» What is expected
Please transcribe, word for word, the part of the passage on autonomous vehicle control modules that begins with "Steering module 104 may" and ends with "autonomous drive mode.".
##### Text passage
The autonomous vehicle 100 includes multiple sub systems to control
various important processes and functions. The autonomous vehicle
100 may include Engine control module 102, Steering control module
104, Brake control module 106, Alerts control module 108, Lights
control module 110, Handoff control module 112, Processing module
114, Sensor control module 116, Navigation control module 118, Lane
control module 120, Driver monitoring module 122, and Drive
monitoring module 124.
[0024] Engine control module 102 controls various functions and
processes of an engine of the vehicle 100. Functions and processes
to be controlled may be speed of rotation, engine condition,
servicing requirements, load on engine, power of engine, etc.
[0025] Steering control module 104 may help in movement of the
vehicle 100. The steering control module 104 helps vehicle 100 to
be driven and controlled in transverse and longitudinal direction.
Steering module 104 may include actuators that may control the
steering module 104 in autonomous mode.
[0026] Brake control module 106 of the autonomous vehicle 100 may
help in braking function of the vehicle 100. Brake control module
106 may control brakes of all four wheels using disc or horse-shoe
brake parts. The brake control module 106 may also include
actuators connected to brake parts in order to control braking
while in autonomous drive mode.
[0027] Alerts control module 108 may control various alerts to be
provided during various situations. The alerts may include ranging
from servicing requirement of the vehicle 100 to lane change assist
alerts during manual mode.
[0028] Lights control module 110 may control various lighting
functions of the vehicle 100. The lighting functions may be for
example, switching on lights while ambient light is below a
threshold or changing low beam to high beam while road is empty and
high beam is required due to night lighting conditions on road.
[0029] Handoff control module 112 takes care of drive handling
control of the vehicle 100. The handoff control module 112 may be
responsible for switching control of the vehicle 100 to autonomous
from manual or vice versa. The handoff control module 112 takes
over full control function of the vehicle 100 while switching to
autonomous mode.
[0030] Processing module 114 provides computing power to the
vehicle 100. The processing module 114 helps the vehicle 100 in all
the calculations required for autonomous, or semi-autonomous
driving modes as well. It may also be useful in manual driving mode
as well wherein the processing module 114 may process route
calculations, fuel requirements, etc. In autonomous mode, the
processing module 114 may take in data from various sensors and use
the sensor data for efficient drive control during autonomous drive
mode.
[0031] Sensor control module 116 collects data from the physical
sensors provided all over the vehicle 100. The sensors may be RADAR
sensors, ultrasonic sensors, LiDAR sensor, proximity sensors,
weather sensors, heat sensors, tire pressure sensors, etc. the
sensor control module 116 in association with the processing module
114 may also calibrate the sensors regularly due to dynamic
environment around the vehicle 100.
[0032] Navigation control module 118 helps the autonomous vehicle
100 during active autonomous drive mode in navigation. In general,
the navigation control module 118 may include route calculation,
maps, road sign identification etc. for efficient navigation of the
vehicle 100.
##########
##### Information supplied
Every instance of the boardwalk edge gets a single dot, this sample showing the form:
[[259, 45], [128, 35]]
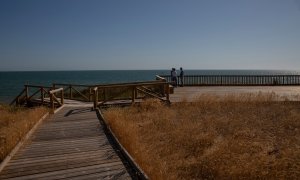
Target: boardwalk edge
[[140, 174], [23, 140]]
##########
» Full solution
Steering module 104 may include actuators that may control the
steering module 104 in autonomous mode.
[0026] Brake control module 106 of the autonomous vehicle 100 may
help in braking function of the vehicle 100. Brake control module
106 may control brakes of all four wheels using disc or horse-shoe
brake parts. The brake control module 106 may also include
actuators connected to brake parts in order to control braking
while in autonomous drive mode.